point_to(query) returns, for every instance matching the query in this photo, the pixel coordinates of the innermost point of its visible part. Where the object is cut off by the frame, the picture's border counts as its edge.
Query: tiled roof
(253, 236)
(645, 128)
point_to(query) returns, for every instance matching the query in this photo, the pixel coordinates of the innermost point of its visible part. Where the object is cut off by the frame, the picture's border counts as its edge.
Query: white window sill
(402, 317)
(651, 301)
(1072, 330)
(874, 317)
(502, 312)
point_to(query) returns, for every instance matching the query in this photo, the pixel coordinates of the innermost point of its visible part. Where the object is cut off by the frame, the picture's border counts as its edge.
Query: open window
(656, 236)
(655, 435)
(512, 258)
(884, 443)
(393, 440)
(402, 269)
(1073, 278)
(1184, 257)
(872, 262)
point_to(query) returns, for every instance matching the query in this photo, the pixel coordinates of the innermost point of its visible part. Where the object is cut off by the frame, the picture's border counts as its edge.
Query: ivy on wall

·····

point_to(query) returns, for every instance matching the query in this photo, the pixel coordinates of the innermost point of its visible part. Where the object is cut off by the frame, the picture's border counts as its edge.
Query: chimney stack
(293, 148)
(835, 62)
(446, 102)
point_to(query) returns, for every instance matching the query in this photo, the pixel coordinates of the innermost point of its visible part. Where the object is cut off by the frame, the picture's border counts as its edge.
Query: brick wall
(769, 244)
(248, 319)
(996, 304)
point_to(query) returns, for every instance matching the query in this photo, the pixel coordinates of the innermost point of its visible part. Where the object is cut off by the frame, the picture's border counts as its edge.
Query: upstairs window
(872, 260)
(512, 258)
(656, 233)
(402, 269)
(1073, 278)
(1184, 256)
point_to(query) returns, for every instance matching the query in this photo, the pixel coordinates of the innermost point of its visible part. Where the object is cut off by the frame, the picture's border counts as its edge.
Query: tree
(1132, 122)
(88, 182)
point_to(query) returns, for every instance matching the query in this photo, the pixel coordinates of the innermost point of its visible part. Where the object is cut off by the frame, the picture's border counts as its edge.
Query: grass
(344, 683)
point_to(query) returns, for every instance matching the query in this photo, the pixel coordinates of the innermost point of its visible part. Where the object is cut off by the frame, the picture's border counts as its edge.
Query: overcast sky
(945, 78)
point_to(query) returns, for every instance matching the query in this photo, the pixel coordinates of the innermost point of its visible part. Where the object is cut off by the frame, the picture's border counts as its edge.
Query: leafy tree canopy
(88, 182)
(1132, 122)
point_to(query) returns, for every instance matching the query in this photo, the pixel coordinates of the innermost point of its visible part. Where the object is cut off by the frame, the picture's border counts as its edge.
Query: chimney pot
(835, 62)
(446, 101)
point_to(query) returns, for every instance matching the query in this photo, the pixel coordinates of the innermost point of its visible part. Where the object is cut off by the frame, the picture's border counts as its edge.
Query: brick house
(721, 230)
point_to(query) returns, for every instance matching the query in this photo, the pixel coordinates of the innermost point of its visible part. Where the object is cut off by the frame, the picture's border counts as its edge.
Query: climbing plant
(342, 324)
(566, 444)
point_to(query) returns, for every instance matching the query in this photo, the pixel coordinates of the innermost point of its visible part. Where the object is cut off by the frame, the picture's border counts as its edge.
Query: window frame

·····

Task objective
List, word for word, every line in the records above that contains the word "window".

Exercise result
Query: white window sill
Query: open window
Query: upstairs window
Query: window frame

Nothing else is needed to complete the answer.